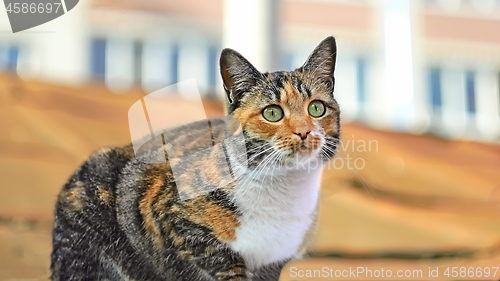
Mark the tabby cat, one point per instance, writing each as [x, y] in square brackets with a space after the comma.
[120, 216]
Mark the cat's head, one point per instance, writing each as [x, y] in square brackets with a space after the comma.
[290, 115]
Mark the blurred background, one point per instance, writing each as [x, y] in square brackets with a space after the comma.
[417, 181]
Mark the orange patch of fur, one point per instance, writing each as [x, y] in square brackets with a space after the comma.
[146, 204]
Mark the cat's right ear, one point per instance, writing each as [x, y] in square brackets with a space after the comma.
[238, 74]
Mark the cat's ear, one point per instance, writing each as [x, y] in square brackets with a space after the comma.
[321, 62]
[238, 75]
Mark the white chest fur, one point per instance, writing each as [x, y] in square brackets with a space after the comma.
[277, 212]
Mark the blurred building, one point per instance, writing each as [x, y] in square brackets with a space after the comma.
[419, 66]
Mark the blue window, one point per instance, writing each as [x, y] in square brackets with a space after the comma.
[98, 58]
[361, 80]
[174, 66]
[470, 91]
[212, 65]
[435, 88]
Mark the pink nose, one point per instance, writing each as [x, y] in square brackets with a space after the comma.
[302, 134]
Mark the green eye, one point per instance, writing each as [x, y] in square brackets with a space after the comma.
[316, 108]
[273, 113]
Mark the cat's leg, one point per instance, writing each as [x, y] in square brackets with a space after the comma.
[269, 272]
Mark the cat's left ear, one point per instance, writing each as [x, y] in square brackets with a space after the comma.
══════════════════════════════
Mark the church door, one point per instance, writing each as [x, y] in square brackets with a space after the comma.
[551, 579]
══════════════════════════════
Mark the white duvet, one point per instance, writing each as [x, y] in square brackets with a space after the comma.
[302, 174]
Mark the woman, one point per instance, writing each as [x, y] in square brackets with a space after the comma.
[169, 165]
══════════════════════════════
- _STATED TASK_
Rescale the entries that begin at the line containing "Mark the blue" and end after the line containing "Mark the cat's left". Write out only those lines, requests included, with every point coordinate in the answers multiplied by 1.15 and rounded to a whole number, halves rounded up.

- _ANSWER TO THE PROBLEM_
Mark the blue window, one point per instance, writing each as [x, y] in square brackets with a space after the comma.
[113, 67]
[415, 92]
[200, 76]
[541, 105]
[244, 75]
[500, 101]
Mark the pink nose, one point per instance, writing each as [x, y] in square brackets with a space after the comma.
[347, 154]
Mark the green eye, one point per instance, writing each as [x, y] in square brackets with a space after the comma.
[363, 124]
[314, 130]
Mark the cat's leg, one point per instance, writing each as [x, y] in square brackets with a space after the comma.
[309, 313]
Mark the cat's left ear, one point per instance, writing each as [x, y] in square brackets with a space after the comma.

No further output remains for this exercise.